■ **Your objective**
Write the next part of the passage describing the plasma etching apparatus with a three-zone cooling plate, starting after its final sentence.

■ **Passage shown**
- - - - -
An apparatus in accordance with still another aspect of the present invention includes an etching chamber into which a reaction gas for forming a plasma is introduced. An ESC on which a wafer is disposed is installed on a bottom face of the etching chamber. An upper electrode for applying a voltage to the reaction gas to form the plasma is disposed at an upper portion of the etching chamber. A cooling plate is mounted on the upper electrode. A temperature controller is connected to the cooling plate. The temperature controller includes a bath for containing a refrigerant. One cooling line has a first end connected to the bath and a second end opposite to the first end. The second end branches off into first, second and third diverged lines. The first diverged line is connected to an edge portion of the cooling plate. The second diverged line is connected to a middle portion of the cooling plate. The third diverged line is connected to a central portion of the cooling plate. First, second and third valves for controlling flux of the refrigerants are mounted on inlets of the first, second and third diverged lines, respectively, through which the refrigerant flows to the cooling plate. First, second and third temperature sensors for detecting temperatures of the refrigerants are mounted on outlets of the first, second and third diverged lines, respectively, through which the refrigerant flows from the cooling plate. A controller controls opening angles of the first, second and third valves in accordance with the temperatures of the refrigerant detected by the first, second and third temperature sensors.
- - - - -
■ **Stored data**
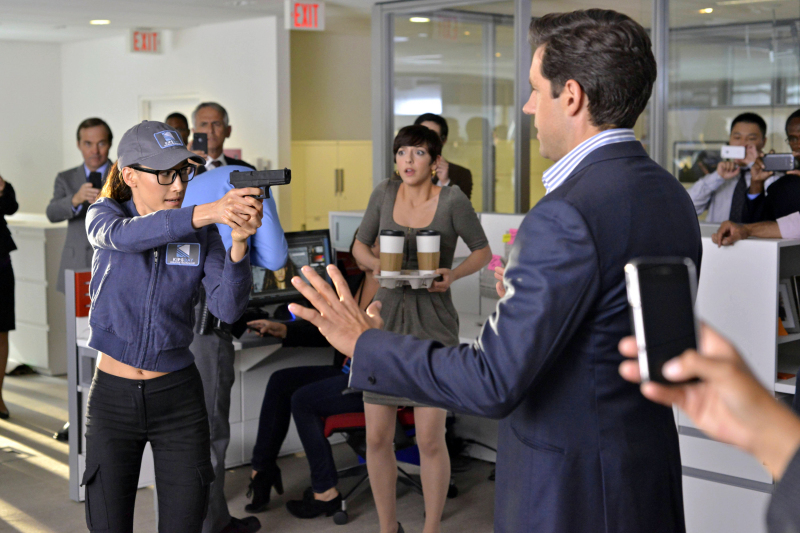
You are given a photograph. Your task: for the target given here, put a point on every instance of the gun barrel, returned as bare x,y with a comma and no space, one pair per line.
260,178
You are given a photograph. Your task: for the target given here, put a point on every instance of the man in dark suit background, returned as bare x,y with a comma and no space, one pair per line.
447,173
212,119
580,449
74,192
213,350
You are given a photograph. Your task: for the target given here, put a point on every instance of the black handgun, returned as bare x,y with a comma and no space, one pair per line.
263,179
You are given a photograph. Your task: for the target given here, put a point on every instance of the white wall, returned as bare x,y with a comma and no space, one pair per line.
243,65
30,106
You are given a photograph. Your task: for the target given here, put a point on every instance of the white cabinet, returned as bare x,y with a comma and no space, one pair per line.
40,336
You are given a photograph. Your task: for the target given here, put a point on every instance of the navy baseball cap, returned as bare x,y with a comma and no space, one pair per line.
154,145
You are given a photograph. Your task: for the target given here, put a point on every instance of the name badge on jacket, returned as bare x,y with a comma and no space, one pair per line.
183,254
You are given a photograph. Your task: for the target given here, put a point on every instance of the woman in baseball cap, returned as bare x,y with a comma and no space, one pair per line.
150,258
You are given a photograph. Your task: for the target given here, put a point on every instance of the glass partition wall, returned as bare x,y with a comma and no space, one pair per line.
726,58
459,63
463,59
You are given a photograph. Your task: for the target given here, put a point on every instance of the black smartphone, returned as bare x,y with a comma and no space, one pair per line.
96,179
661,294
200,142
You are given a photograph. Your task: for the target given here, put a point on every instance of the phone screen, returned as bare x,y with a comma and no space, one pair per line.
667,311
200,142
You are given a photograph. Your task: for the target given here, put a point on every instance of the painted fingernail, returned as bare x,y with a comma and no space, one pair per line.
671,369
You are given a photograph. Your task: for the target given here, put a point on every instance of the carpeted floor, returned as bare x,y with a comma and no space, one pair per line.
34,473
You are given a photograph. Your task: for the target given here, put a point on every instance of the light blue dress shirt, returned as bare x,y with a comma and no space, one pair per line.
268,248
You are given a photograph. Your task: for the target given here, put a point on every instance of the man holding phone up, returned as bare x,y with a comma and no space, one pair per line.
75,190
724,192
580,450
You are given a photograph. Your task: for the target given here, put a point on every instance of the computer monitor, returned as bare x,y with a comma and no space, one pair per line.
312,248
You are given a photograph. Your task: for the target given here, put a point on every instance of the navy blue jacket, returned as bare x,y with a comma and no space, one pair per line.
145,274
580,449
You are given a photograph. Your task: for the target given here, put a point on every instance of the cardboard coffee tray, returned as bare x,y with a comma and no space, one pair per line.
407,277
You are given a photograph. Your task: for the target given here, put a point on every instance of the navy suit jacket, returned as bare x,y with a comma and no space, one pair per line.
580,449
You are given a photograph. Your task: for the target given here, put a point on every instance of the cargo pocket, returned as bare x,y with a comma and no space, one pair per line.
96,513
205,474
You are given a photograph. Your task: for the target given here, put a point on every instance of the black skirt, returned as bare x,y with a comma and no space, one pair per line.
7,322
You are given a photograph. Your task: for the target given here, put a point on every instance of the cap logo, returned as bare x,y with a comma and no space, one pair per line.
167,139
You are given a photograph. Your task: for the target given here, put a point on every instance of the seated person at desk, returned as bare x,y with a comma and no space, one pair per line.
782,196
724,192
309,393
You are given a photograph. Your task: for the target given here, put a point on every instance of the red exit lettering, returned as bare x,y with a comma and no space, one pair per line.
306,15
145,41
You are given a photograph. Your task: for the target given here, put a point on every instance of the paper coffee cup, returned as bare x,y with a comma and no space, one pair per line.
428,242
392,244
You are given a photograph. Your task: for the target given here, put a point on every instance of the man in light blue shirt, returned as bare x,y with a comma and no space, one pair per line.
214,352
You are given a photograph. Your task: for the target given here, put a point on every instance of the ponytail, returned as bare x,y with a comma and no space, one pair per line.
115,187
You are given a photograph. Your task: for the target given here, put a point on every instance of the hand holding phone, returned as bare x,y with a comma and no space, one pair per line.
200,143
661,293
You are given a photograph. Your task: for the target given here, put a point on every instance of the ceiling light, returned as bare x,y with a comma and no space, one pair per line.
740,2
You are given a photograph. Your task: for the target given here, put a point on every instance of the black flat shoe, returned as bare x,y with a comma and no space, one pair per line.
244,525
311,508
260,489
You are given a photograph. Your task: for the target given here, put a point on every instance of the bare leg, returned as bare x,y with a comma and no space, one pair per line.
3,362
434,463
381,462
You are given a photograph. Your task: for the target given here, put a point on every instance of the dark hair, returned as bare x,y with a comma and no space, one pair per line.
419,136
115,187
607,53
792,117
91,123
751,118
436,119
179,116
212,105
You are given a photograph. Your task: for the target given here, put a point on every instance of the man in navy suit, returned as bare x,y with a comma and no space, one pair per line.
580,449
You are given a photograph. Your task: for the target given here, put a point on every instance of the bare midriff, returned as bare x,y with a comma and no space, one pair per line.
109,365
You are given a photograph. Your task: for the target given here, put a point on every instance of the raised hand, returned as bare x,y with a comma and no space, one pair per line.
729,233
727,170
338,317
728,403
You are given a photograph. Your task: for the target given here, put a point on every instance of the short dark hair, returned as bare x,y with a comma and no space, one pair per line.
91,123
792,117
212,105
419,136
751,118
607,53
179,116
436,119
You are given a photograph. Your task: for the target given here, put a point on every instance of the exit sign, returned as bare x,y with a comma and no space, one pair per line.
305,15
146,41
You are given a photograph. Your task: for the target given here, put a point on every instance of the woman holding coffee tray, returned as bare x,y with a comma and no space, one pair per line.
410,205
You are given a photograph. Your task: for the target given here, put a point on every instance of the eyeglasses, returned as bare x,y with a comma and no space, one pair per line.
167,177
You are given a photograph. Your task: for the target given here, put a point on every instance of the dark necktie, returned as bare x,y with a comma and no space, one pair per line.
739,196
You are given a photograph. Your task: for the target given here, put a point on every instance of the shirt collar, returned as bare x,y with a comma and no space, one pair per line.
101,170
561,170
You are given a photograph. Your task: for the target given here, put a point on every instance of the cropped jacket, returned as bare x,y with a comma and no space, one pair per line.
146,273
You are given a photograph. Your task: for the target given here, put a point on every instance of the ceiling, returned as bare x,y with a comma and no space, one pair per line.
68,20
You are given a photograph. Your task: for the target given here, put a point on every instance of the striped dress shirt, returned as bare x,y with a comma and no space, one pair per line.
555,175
- - - - -
■ **Output**
An apparatus in accordance with still another aspect of the present invention includes an etching chamber into which a reaction gas for forming a plasma is introduced. An ESC on which a wafer is disposed is installed on a bottom face of the etching chamber. A first temperature controller is connected to the ESC. An upper electrode for applying a voltage to the reaction gas to form a plasma is disposed at an upper portion of the etching chamber. A cooling plate is mounted on the upper electrode. A second temperature controller is connected to the cooling plate. Each of the first and second temperature controllers includes a bath in which a refrigerant is contained. One cooling line has a first end connected to the bath and a second end opposite to the first end. The second end branches off into each of first, second and third diverged lines. Each of the first diverged lines is connected to an edge portion of the ESC and the cooling plate. Each of the second diverged lines is connected to a middle portion of the ESC and the cooling plate. Each of the third diverged lines is connected to a central portion of the ESC and the cooling plate. First, second and third valves for controlling flux of the refrigerant are mounted on inlets of the first, second and third diverged lines, respectively, through which the refrigerant flows to the ESC or the cooling plate. First, second and third temperature sensors for detecting temperatures of the refrigerants are mounted on outlets of the first, second and third diverged lines, respectively, through which the refrigerant flows from the ESC or the cooling plate. A controller controls opening angles of the first, second and third valves in accordance with the temperatures of the refrigerant detected by the first, second and third temperature sensors.

According to embodiments of the present invention, the temperatures of the object by regions may be readily controlled using one bath. Thus, the temperature controller has simple structure, and manufacturing cost of the temperature controller is decreased. Also, the flux of the refrigerants from one bath may be readily controlled.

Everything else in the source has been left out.